Consignes —
1. Recopiez mot pour mot le passage du texte sur Alexandra Andréevna qui commence aux mots « Une main opportune » et s’arrête après les mots « dans l’Empire ottoman. ».
2. Rédigez la suite du texte sur Alexandra Andréevna, en reprenant après sa dernière phrase.

Texte fourni —
────

J’aimerais écrire l’histoire de ma mère, dit Lida. Mais moi, un livre… !
Une main opportune va lui permettre de se lancer sur les traces d’Alexandra Andréevna, cette jeune russe de Bessarabie qui, en 1920, a traversé l’Europe pour faire des études de médecine à Louvain.
Elle avait le sens de l’aventure, elle dont les ancêtres grecs se sont battus pour survivre dans l’Empire ottoman.
Elle participait aux premières avancées féministes sans trop le savoir.
Elle suivait sa bonne étoile et construisait une histoire d’amour tandis que sa famille restée en Europe de l’Est encaissait successivement les secousses de la révolution russe, des purges staliniennes et de la dictature de Ceausescu.

────

Entrées de pointage d’objets étiquetés —
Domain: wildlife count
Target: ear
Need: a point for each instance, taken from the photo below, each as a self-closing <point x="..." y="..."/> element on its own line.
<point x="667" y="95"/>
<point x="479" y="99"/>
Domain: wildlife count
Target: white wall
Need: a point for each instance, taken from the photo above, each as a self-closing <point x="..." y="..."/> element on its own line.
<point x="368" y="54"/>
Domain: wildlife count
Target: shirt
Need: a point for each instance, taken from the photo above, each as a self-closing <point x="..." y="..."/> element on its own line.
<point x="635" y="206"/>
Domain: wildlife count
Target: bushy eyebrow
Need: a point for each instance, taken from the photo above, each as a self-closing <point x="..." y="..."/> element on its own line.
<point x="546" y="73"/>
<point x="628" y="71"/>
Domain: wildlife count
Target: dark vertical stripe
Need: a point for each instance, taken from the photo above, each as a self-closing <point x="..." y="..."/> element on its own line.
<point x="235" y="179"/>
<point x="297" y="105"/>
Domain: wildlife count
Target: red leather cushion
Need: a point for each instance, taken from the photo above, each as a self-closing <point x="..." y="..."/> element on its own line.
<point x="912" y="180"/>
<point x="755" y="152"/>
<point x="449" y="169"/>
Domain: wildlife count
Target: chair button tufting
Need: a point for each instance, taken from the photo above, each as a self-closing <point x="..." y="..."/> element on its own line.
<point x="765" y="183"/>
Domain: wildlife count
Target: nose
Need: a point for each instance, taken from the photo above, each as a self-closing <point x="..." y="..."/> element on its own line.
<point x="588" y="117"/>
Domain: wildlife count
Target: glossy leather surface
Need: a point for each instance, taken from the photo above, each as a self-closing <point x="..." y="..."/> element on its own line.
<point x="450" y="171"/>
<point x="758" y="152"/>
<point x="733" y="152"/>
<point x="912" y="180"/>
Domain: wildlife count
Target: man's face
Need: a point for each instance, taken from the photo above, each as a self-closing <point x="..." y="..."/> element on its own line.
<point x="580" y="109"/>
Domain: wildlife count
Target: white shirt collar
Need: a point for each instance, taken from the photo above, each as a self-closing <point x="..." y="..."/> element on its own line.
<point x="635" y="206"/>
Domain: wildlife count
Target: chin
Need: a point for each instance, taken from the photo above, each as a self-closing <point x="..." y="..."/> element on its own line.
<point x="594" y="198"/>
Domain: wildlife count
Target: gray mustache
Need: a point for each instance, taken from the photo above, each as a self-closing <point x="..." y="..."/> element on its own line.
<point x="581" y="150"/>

────

Réponses par consigne —
1.
Une main opportune va lui permettre de se lancer sur les traces d’Alexandra Andréevna, cette jeune russe de Bessarabie qui, en 1920, a traversé l’Europe pour faire des études de médecine à Louvain.
Elle avait le sens de l’aventure, elle dont les ancêtres grecs se sont battus pour survivre dans l’Empire ottoman.

2.
C’était surtout une femme rieuse et aimante, très douée pour créer de la vie autour d’elle.
Mais qui donc écrit dans les cahiers de Lida ?
Entre récit et fiction, ce roman questionne ce qui fait la valeur d’une vie et ce qui fait écrire.
Et maman ? Où elle est, maman ?
La petite fille la regarde droit dans les yeux. Le piano aussi, on l’a recouvert d’un drap noir (…) la petite fille qui a perdu sa maman se tient droite dans le carcan de sa robe brodée, elle se pose bien des questions et qui va répondre maintenant ?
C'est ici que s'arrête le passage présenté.